From the material below, copy out word for word every line from the one containing "Annotate each instance of the green" through the one containing "x=500 y=297", including both of those lines.

Point-based annotation data
:::::

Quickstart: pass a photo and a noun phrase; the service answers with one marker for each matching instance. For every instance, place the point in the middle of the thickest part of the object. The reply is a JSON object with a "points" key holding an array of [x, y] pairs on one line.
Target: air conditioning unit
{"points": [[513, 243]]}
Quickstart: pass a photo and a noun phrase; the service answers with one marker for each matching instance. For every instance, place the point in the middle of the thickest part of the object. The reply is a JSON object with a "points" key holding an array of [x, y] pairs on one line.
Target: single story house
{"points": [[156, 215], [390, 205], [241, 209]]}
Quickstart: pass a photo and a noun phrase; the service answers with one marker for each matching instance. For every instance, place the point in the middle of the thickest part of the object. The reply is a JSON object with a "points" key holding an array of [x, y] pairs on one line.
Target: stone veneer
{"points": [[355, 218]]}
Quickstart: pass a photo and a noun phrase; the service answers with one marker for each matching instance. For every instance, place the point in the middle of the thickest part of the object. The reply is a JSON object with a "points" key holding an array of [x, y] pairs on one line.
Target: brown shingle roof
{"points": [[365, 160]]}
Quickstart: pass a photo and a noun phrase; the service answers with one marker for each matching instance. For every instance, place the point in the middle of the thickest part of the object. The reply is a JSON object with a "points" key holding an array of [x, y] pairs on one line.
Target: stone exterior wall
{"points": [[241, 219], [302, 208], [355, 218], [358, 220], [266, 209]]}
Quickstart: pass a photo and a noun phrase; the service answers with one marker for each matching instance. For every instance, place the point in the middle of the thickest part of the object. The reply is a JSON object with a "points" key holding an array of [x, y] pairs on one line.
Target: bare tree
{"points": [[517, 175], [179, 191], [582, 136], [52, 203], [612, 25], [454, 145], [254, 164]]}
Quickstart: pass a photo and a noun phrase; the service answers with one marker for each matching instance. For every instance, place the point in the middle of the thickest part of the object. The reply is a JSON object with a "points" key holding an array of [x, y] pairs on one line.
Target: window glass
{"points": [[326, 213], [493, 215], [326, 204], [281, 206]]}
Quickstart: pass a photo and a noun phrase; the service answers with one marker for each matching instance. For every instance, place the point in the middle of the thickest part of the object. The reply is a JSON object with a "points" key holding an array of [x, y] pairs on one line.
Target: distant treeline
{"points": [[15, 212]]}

:::::

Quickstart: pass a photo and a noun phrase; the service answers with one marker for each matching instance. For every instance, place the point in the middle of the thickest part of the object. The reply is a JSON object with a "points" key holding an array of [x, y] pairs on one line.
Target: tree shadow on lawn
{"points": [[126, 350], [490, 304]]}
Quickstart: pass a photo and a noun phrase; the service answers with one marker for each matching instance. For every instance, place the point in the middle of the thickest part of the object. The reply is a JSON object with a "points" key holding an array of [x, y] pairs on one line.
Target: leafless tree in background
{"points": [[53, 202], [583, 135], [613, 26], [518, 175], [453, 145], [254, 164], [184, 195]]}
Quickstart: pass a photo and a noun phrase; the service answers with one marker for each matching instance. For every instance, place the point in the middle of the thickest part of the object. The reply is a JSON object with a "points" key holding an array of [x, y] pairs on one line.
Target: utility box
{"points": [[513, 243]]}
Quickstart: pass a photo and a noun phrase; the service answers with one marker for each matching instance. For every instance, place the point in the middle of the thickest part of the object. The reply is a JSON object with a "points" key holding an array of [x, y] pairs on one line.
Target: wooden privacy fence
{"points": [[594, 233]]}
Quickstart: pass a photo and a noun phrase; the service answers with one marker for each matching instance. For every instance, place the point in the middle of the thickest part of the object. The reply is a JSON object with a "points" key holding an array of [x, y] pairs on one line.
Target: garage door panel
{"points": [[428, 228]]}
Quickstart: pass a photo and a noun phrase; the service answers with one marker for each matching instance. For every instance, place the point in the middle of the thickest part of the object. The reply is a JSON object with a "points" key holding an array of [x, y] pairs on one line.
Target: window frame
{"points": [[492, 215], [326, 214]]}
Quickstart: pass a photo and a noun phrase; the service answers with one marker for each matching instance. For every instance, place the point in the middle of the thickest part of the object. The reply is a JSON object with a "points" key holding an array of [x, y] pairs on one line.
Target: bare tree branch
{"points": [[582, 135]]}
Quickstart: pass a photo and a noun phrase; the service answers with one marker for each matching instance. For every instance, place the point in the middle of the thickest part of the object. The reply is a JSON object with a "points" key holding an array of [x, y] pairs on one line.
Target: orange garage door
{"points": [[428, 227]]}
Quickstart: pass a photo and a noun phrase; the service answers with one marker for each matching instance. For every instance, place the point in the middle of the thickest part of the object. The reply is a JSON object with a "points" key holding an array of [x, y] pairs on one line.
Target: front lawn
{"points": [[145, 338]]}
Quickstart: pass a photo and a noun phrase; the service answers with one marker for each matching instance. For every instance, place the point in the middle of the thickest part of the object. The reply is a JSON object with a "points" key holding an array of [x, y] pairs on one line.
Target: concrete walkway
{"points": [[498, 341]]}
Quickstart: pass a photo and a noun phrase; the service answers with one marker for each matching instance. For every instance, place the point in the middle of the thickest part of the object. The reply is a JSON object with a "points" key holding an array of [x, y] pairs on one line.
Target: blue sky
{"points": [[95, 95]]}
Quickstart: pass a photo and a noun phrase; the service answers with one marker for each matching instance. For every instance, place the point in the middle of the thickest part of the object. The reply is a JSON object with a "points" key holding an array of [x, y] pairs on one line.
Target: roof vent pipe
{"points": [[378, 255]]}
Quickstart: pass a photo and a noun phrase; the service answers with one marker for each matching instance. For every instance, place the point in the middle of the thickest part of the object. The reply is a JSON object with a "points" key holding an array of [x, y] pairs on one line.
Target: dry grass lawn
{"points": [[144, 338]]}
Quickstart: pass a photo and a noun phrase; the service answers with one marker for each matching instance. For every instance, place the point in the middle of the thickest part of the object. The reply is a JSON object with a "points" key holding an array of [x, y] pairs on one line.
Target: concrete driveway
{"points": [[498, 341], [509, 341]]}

:::::

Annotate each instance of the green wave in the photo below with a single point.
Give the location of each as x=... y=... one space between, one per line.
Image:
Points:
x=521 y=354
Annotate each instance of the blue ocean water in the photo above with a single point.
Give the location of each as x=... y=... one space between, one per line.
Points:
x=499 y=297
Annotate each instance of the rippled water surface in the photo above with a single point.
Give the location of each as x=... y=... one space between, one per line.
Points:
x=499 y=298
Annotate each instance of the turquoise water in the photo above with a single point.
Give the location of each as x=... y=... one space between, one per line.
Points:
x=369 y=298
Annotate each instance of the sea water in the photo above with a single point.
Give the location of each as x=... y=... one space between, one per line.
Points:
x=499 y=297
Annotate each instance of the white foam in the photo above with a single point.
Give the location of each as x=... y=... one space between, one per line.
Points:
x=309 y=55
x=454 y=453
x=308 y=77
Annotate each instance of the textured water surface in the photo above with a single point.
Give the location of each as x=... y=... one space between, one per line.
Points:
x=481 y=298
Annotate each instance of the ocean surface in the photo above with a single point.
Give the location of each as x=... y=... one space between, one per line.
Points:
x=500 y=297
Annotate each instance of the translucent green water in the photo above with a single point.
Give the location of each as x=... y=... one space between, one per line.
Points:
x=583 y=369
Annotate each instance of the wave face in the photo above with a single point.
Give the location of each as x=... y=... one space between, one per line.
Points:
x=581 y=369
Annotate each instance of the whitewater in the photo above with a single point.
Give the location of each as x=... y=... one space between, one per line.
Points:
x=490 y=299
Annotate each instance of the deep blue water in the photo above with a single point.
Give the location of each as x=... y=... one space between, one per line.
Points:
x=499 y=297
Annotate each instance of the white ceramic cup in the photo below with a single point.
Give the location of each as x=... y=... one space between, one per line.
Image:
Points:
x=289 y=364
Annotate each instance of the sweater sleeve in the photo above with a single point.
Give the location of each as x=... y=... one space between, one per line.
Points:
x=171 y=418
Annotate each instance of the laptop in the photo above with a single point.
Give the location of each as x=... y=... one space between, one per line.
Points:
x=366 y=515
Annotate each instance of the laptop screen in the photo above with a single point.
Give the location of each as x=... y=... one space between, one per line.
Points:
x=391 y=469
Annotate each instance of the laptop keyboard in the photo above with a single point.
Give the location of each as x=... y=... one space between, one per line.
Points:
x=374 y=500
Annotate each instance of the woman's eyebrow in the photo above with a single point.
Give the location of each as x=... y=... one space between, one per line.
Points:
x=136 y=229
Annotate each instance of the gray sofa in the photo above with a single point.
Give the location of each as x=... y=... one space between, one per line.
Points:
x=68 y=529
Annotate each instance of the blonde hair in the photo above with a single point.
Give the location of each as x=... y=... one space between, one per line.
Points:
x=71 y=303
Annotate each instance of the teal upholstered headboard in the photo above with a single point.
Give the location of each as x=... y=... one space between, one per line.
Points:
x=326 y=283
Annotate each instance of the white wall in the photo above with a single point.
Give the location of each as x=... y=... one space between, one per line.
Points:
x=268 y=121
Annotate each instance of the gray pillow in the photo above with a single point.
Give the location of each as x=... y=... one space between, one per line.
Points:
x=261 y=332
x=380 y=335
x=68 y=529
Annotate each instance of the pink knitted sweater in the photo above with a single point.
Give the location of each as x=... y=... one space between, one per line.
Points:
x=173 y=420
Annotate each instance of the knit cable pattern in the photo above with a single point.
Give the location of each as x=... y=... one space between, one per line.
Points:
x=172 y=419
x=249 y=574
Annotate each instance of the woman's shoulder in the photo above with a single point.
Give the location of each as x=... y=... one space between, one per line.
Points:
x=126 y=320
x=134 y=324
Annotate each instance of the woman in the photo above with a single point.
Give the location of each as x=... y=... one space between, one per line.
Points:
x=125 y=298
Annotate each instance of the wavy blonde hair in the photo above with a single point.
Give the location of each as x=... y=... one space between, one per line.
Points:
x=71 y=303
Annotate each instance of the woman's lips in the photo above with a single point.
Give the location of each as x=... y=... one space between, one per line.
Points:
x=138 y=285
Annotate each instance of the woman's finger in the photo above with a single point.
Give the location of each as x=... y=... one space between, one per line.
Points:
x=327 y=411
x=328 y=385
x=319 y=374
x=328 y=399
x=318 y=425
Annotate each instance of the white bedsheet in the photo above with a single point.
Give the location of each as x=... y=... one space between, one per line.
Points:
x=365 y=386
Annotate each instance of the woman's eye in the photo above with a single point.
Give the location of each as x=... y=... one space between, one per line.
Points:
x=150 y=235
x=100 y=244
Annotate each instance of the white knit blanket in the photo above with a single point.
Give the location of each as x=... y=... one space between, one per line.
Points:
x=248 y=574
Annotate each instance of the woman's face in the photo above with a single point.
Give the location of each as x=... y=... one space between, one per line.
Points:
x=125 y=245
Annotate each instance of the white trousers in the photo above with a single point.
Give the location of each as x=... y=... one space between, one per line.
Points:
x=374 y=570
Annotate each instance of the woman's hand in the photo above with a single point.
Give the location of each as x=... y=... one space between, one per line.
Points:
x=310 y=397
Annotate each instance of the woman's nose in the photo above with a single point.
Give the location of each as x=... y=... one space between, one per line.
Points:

:::::

Task output:
Annotate each instance of the green wave in the photo below with a single point.
Give the location of each as x=... y=... one space between, one per line.
Image:
Points:
x=521 y=354
Annotate each instance of the blue ocean water in the photo above with a single point.
Give the location of each as x=... y=... one space between, one per line.
Points:
x=499 y=297
Annotate each instance of the rippled water surface in the photo above with a single point.
Give the location of each as x=... y=... one space between, one per line.
Points:
x=499 y=298
Annotate each instance of the turquoise water in the photo above with a single point.
Give the location of each as x=... y=... one space between, one per line.
Points:
x=369 y=298
Annotate each instance of the sea water in the photo above with a single point.
Give the location of each as x=... y=... one space between, one per line.
Points:
x=499 y=297
Annotate each instance of the white foam in the photo above with a single point.
Give the location of each as x=... y=... one space between, one per line.
Points:
x=309 y=55
x=454 y=453
x=308 y=77
Annotate each instance of the textured water surface in the photo above with a single point.
Give the location of each as x=... y=... one space between, one per line.
Points:
x=481 y=298
Annotate each instance of the ocean surface in the photo above with a single point.
Give the location of each as x=... y=... one space between, one per line.
Points:
x=500 y=297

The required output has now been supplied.